▶ [Your instructions]:
Below are the entries; output exactly the lines from the one containing "Task: indicate the yellow flower." through the final line, inclusive.

▶ [Records for the task]:
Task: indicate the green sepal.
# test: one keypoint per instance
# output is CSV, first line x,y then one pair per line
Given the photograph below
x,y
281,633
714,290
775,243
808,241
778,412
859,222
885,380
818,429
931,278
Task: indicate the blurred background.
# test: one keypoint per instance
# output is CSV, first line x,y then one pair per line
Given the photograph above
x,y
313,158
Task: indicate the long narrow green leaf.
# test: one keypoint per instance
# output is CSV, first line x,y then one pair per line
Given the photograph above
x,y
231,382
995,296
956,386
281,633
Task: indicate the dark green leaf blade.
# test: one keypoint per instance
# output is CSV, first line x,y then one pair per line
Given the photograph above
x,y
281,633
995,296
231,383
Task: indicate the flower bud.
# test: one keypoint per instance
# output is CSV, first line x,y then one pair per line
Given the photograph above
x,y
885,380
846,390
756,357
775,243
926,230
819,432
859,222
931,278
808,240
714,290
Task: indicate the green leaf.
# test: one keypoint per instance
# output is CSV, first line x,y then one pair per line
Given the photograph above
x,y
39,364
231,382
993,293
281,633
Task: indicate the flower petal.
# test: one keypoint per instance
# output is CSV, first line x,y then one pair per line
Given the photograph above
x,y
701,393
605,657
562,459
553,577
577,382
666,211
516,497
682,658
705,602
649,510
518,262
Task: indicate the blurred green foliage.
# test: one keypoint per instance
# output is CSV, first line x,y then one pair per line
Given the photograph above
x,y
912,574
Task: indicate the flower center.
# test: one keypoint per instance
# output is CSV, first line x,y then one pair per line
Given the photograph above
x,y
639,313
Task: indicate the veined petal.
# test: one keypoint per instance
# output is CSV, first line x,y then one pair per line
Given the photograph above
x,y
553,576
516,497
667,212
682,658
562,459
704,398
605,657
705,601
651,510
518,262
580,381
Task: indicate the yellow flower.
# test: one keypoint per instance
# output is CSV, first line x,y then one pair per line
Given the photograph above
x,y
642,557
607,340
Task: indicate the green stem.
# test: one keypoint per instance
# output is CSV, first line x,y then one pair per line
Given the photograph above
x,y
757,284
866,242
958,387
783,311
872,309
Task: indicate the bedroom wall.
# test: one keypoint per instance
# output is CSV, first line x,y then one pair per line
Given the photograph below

▶ [Exercise response]:
Task: indicate the yellow flower.
# test: one keypoint per instance
# output is CSV, first line x,y then one pair per line
Given the photograph above
x,y
642,557
607,340
Task: indicate the green stem.
# test: one keypoint per instance
# output is CSV, first line x,y then one pair per line
Given the photograph above
x,y
757,284
866,242
958,387
783,311
872,309
Task: indicate the bedroom wall.
# test: one keypoint per instance
# output is CSV, first line x,y then one pair per line
Given the photograph below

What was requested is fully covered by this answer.